--- KUTIPAN SUMBER ---
DELIAR NOER


 Profile:[1]
Deliar Noer (lahir di Medan, Sumatera Utara, 9 Februari 1926 – meninggal di Jakarta, 18 Juni 2008 pada umur 82 tahun), adalah seorang dosen, pemikir, peneliti, dan politikus asal Indonesia. Ia pernah menjabat sebagai rektor IKIP Jakarta, pendiri dan ketua umum Partai Umat Islam. Deliar merupakan sedikit dari intelektual dan ilmuwan politik yang memiliki integritas tinggi dan aktif menulis. Ia juga merupakan salah seorang perintis dasar-dasar pengembangan ilmu politik di Indonesia.

Deliar Noer lahir dari orang tua yang berasal dari Pakan Kamih, Tilatang Kamang, Agam, Sumatera Barat. Ia adalah anak kedua dari tiga bersaudara. Ayahnya, Noer bin Joesof, merupakan kepala pegadaian di Medan, Sumatera Utara. Pada mulanya ia diberi nama Muhammad Zubair. Namun karena sering sakit-sakitan, namanya diganti menjadi Deliar.
Karena hidup berpindah-pindah, maka ia bersekolah di berbagai tempat. Dia mendapatkan pendidikan di HIS Taman Siswa Tebing Tinggi, MULO Bukittinggi, INS Kayutanam, Tyugakko di Medan, dan SMT (Kolese Kanisius) di Jakarta. Setelah lulus dari SMT, ia melanjutkan pendidikannya ke Universitas Nasional. Setelah memperoleh gelar sarjana, ia terus ke Cornell University, Amerika Serikat untuk mengambil gelar master (1960) dan doktor (1963). Melalui disertasinya yang berjudul : Gerakan Islam Modernis di Indonesia 1900-1942, ia menjadi orang Indonesia pertama yang memperoleh gelar Ph.D. dalam ilmu politik.
Deliar Noer mengawali kariernya sebagai penyiar RRI pada tahun 1947. Pekerjaan ini dilakoninya untuk membiayai pendidikannya. Setelah itu ia pergi ke Singapura menjadi staf perwakilan Departemen Perdagangan RI. Ia pernah menjadi wartawan koran "Berita Indonesia" dan majalah bulanan "Nusantara".
Tahun 1950 ia ditunjuk menjadi Ketua Umum Himpunan Mahasiswa Islam (HMI) cabang Jakarta. Tiga tahun kemudian ia terpilih sebagai Ketua Umum Pengurus Besar HMI. Dari organisasi inilah kemudian ia berkenalan dengan tokoh-tokoh nasional seperti Hamka, Natsir, dan Mohammad Roem.
Tahun 1951 ia bekerja sebagai staf Departemen Luar Negeri. Sepulang dari Amerika Serikat pada tahun 1963 ia menjadi dosen di Universitas Sumatera Utara. Di universitas ini ia hanya mengajar selama dua tahun sebelum akhirnya diberhentikan oleh Syarif Thayeb, yang menjabat sebagai Menteri Ilmu Pengetahuan Alam dan Pendidikan. Ia dituduh subversi dan dianggap sebagai kaki tangan Amerika Serikat.
--- DATA YANG DIBERIKAN ---
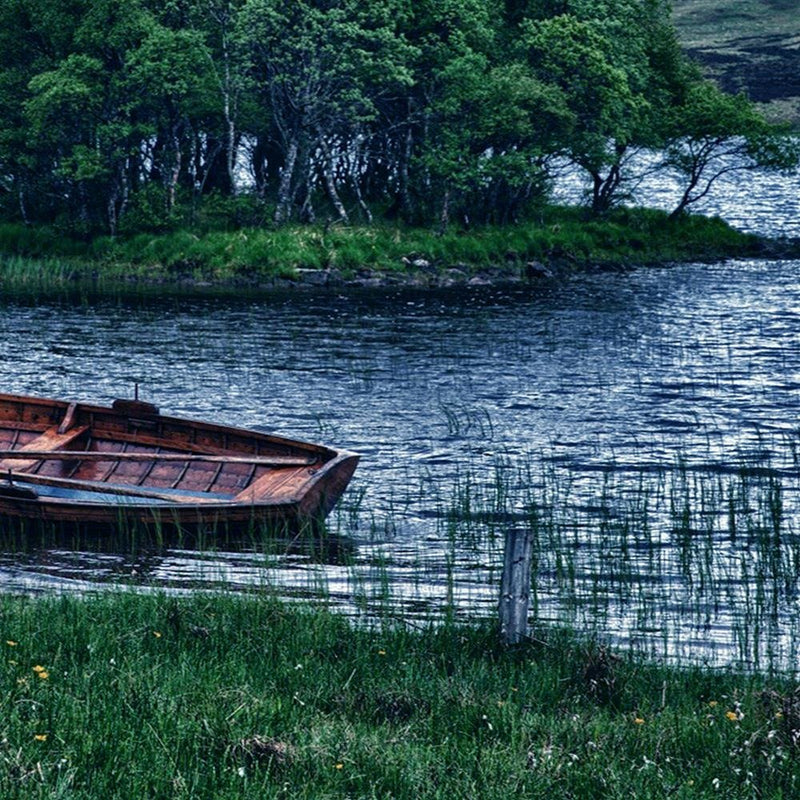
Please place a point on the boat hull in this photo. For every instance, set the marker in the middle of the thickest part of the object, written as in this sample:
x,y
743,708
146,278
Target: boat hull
x,y
128,465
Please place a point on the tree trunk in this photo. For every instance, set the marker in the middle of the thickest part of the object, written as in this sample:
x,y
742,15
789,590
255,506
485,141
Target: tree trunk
x,y
285,187
330,182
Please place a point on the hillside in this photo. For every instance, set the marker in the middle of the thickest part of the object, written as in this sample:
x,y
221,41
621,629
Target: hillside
x,y
747,45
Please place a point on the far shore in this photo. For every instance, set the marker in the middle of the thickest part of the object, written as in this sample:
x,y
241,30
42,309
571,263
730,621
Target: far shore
x,y
559,243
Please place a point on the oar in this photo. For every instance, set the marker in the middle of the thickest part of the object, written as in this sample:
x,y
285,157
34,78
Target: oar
x,y
13,485
95,455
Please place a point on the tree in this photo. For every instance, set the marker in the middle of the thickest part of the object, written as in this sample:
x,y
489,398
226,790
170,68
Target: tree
x,y
322,68
715,134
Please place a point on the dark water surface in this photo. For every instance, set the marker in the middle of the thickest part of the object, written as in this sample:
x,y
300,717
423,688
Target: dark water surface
x,y
608,394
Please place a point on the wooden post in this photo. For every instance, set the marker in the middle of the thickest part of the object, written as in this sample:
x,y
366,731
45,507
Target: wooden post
x,y
515,587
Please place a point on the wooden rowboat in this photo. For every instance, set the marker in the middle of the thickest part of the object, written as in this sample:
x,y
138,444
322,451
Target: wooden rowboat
x,y
71,463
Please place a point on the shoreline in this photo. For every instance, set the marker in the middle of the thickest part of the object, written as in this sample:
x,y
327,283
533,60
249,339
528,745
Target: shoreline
x,y
133,696
376,257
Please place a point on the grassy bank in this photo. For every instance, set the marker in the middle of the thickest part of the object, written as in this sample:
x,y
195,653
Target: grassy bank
x,y
561,239
138,696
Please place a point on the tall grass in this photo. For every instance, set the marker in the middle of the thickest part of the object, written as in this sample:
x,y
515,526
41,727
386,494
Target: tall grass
x,y
217,696
562,237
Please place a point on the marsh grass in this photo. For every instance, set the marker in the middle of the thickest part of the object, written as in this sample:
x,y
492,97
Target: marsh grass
x,y
42,259
218,696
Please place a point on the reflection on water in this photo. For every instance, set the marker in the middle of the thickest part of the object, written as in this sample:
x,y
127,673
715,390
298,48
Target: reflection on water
x,y
593,410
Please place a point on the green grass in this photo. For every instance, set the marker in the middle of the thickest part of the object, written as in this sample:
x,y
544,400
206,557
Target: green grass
x,y
562,237
126,696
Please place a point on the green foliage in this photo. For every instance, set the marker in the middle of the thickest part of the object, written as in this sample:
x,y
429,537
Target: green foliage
x,y
217,696
119,115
---
▸ INSTRUKSI 1:
Sebutkan semua sekolah dalam teks tentang Deliar Noer yang ia tempuh sebelum melanjutkan ke Universitas Nasional.
▸ INSTRUKSI 2:
Lanjutkan teks tentang Deliar Noer mulai dari kalimat terakhirnya.

▸ JAWABAN AKHIR 1:
- HIS Taman Siswa Tebing Tinggi
- MULO Bukittinggi
- INS Kayutanam
- Tyugakko di Medan
- SMT (Kolese Kanisius) di Jakarta

▸ JAWABAN AKHIR 2:
Pada tahun 1967 ia menjabat sebagai rektor IKIP Jakarta (Institut Keguruan dan Ilmu Pendidikan Jakarta). Di bulan Juni 1974, ia kembali diberhentikan karena kritis terhadap tindakan represif pemerintah dalam penanganan Peristiwa Malari. Setelah dilarang mengajar di seluruh Indonesia, ia menerima tawaran untuk menjadi peneliti dari Universitas Nasional Australia (ANU). Tahun kedua di Australia, ia menjadi dosen tamu di Universitas Griffith. Setelah mengajar selama lima tahun, ia dan Mohammad Natsir membentuk Lembaga Islam untuk Penelitian dan Pengembangan Masyarakat (LIPPM)[2].
Pada awal era Orde Baru, ia menjadi staf penasihat Presiden Soeharto. Lalu ia mengundurkan diri karena perbedaan ideologi dengan Soeharto. Bersama dengan Mohammad Hatta, ia mendirikan Partai Demokrasi Islam Indonesia. Namun partai itu tidak disetujui oleh pemerintah. Di era reformasi, ia mendirikan Partai Ummat Islam. Tetapi dalam Pemilu 1999, tidak mendapatkan cukup suara untuk melampaui ambang batas parlemen .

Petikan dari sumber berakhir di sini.